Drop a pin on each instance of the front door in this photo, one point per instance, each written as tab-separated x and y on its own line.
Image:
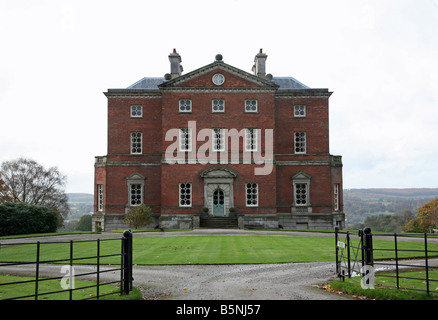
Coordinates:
218	203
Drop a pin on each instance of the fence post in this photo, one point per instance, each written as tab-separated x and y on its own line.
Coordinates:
368	246
337	250
127	262
37	271
426	258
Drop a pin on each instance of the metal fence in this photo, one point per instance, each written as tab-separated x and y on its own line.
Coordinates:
70	260
356	257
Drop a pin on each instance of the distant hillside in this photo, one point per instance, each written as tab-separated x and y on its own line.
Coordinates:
362	203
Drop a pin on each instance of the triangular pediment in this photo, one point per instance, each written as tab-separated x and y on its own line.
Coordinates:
230	77
301	176
135	176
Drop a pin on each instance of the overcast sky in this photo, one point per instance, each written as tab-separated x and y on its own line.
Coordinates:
380	58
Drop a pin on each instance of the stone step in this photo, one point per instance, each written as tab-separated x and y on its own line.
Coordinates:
218	222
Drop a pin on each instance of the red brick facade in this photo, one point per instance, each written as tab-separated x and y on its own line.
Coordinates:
300	185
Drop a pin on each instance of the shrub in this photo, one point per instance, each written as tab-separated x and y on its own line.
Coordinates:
138	216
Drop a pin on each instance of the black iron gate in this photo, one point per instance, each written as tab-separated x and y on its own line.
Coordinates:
125	267
355	258
354	252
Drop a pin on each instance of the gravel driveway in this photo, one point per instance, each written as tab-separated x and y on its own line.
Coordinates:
288	281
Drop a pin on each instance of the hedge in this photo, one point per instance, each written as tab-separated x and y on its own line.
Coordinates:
23	218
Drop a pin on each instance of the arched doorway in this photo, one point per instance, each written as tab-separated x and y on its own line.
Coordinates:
219	185
218	203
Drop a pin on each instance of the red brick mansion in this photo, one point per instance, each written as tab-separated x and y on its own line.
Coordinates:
219	142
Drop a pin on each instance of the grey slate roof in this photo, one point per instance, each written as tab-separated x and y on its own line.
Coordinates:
288	83
147	83
152	83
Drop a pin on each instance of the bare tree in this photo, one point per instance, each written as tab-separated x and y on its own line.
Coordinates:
27	181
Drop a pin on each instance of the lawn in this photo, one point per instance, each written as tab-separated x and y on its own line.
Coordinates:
203	250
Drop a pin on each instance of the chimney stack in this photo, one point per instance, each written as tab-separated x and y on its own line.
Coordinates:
259	67
175	64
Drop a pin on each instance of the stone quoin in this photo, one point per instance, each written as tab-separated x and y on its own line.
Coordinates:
219	142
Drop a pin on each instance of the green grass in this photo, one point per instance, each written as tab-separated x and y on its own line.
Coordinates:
24	289
386	287
204	250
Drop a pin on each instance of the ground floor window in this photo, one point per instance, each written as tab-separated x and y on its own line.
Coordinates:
301	194
136	191
185	194
100	197
336	197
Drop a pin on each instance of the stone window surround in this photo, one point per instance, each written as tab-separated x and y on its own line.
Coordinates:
135	178
301	178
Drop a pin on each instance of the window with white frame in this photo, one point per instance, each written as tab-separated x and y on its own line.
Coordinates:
100	197
136	111
336	197
185	105
218	139
185	194
252	195
218	106
136	142
251	139
301	194
185	139
136	194
251	105
300	142
299	111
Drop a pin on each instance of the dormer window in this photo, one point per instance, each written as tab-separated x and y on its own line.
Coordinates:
251	106
218	106
136	111
300	111
185	105
218	79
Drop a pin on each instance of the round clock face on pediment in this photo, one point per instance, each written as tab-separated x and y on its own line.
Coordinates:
218	79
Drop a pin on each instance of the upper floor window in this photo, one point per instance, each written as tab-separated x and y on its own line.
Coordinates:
218	139
252	195
251	106
300	111
300	142
185	105
218	105
136	142
136	111
185	139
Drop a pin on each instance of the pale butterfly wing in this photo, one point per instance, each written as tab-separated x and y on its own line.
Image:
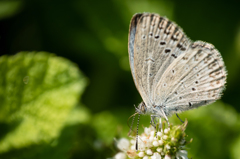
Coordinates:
152	41
159	51
196	78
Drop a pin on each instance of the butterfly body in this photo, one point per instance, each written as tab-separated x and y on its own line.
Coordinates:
172	73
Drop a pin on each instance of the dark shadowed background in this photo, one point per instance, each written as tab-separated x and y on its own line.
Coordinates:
94	35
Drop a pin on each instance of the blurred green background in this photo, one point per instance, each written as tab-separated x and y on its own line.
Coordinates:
72	104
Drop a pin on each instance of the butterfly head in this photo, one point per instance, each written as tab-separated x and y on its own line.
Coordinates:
141	109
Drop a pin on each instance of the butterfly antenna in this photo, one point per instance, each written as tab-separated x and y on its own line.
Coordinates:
131	124
179	118
137	133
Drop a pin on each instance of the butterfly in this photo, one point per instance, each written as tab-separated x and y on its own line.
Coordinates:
171	73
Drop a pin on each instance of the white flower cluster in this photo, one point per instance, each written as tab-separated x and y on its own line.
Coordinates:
167	143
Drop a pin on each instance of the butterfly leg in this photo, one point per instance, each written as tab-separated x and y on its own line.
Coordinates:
164	115
152	122
179	118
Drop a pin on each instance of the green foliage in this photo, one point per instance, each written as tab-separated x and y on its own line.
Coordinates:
38	94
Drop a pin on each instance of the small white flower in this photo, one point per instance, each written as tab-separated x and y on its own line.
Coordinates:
173	139
165	137
159	134
123	144
168	147
151	138
149	151
145	157
147	130
152	133
141	154
120	155
182	154
155	143
167	157
159	149
133	147
160	142
166	131
132	141
156	156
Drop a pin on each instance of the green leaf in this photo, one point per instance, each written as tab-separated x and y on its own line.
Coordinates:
38	91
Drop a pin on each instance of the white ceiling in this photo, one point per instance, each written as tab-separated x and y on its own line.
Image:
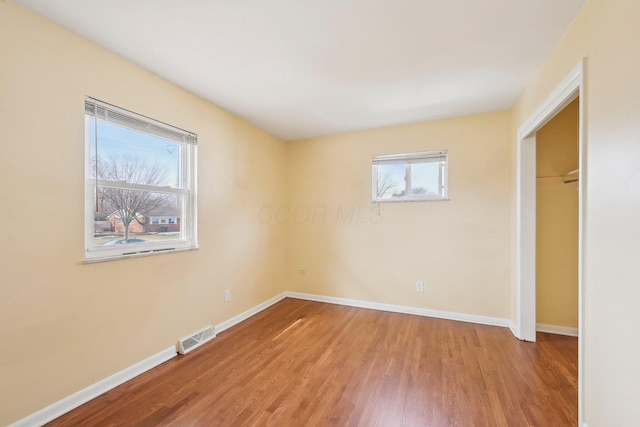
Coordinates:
304	68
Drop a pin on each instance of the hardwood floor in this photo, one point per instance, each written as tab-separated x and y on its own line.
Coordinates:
302	363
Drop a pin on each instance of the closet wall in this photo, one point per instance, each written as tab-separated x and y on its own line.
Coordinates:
557	221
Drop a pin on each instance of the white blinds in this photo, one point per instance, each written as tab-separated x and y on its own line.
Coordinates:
428	156
110	113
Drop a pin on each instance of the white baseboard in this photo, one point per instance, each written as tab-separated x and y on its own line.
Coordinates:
252	311
559	330
447	315
69	403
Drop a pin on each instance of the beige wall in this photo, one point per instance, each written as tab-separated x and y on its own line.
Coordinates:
65	325
606	32
557	221
354	249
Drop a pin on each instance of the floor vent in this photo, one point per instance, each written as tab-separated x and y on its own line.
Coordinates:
185	345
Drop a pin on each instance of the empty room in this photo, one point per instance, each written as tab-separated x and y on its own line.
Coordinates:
372	213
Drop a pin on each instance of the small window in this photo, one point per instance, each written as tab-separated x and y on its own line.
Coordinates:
410	177
135	167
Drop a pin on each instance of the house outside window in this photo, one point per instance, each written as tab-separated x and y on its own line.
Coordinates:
139	172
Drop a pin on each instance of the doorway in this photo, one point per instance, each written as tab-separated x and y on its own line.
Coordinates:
557	178
570	89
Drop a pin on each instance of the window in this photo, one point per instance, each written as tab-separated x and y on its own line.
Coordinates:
410	177
136	166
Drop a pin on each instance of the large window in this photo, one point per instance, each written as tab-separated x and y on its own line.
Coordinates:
410	177
138	170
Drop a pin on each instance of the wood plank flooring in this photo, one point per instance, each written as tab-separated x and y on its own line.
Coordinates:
302	363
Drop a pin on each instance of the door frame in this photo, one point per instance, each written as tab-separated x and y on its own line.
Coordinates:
568	90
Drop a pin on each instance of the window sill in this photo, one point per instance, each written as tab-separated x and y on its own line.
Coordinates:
138	254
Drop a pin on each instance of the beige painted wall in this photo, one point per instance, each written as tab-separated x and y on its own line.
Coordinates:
557	221
354	249
65	325
606	32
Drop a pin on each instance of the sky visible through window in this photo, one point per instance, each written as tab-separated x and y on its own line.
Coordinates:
425	178
116	143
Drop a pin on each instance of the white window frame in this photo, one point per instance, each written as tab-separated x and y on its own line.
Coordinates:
409	159
186	188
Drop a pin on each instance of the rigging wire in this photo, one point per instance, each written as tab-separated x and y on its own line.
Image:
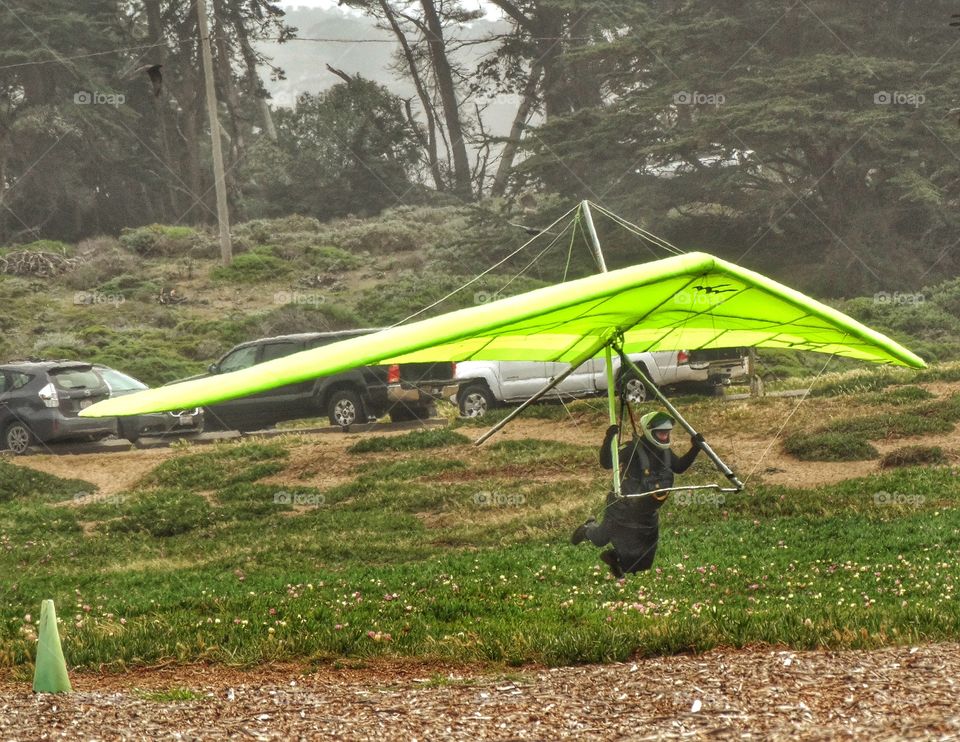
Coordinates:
488	270
640	231
803	398
82	56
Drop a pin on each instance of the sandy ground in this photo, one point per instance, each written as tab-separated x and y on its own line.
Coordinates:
892	693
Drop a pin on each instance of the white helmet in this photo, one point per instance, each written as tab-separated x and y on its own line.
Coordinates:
656	427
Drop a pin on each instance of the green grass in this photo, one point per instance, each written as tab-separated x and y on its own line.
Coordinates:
914	456
203	562
828	446
846	438
171	695
418	440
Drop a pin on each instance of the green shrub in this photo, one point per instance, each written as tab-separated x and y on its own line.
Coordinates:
828	447
159	240
331	259
221	467
858	380
900	395
417	440
887	425
256	266
103	260
54	246
299	317
163	513
21	482
913	456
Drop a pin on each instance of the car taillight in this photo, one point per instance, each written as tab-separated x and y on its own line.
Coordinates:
49	396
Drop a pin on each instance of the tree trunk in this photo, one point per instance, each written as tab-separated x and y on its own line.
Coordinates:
448	97
428	110
516	131
155	35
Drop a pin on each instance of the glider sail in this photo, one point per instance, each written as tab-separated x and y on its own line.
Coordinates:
689	301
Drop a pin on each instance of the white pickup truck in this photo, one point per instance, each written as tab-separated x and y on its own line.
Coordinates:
485	384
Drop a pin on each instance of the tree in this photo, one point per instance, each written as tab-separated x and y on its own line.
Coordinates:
810	140
349	150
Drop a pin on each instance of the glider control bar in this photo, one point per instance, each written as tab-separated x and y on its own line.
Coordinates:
704	446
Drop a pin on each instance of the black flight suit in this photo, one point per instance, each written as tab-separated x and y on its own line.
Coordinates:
632	524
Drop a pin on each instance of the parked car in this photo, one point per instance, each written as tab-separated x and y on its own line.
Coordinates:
39	402
406	391
485	384
134	427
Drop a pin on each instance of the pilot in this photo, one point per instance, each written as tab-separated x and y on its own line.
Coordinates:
631	525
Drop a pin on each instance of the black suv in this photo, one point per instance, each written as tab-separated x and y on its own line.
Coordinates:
406	391
39	402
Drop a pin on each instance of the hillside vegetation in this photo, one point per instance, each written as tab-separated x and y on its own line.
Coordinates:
156	302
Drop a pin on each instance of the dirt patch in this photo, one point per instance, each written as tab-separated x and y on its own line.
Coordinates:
892	693
112	473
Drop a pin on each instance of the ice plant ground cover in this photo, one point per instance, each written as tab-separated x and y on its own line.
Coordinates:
299	549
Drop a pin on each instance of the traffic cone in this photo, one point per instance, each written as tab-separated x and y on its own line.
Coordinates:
50	675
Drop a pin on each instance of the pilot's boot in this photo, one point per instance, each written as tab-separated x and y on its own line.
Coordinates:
581	532
612	560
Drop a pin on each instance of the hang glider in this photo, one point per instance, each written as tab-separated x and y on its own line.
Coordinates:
690	301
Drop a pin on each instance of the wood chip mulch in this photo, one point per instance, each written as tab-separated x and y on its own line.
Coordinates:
892	693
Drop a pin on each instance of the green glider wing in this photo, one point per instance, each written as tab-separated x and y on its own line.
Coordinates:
690	301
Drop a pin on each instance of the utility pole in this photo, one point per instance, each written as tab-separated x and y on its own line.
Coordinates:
223	215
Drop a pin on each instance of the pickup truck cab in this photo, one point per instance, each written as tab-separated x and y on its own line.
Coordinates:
404	391
484	384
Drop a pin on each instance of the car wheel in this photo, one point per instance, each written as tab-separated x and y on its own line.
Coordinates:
345	408
475	400
128	431
634	390
17	438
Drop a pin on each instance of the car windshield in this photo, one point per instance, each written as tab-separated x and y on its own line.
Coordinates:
75	378
120	382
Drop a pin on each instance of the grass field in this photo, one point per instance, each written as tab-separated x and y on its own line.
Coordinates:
426	547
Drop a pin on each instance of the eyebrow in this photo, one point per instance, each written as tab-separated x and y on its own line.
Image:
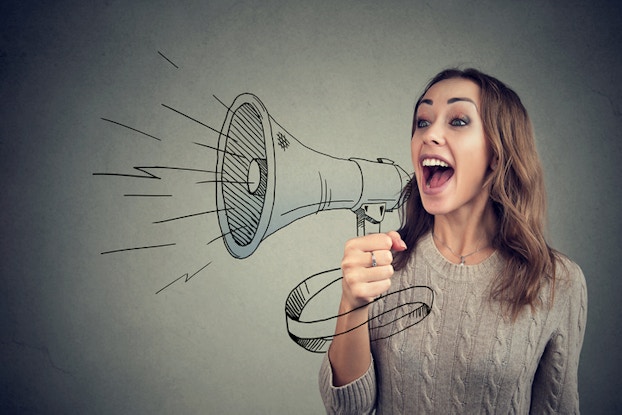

────────────────────

#### [BRIEF]
Select every line of the records above that contains the string "pediment", and copy each one.

#### [RESULT]
Drop a pin on each instance of the triangular pediment in this photo, one point per instance, each written as tab-separated x and y on its own line.
Drop a pin on each instance of the round clock face on pediment in this photo, one point per instance, each written as tab-separated x and y on its own line.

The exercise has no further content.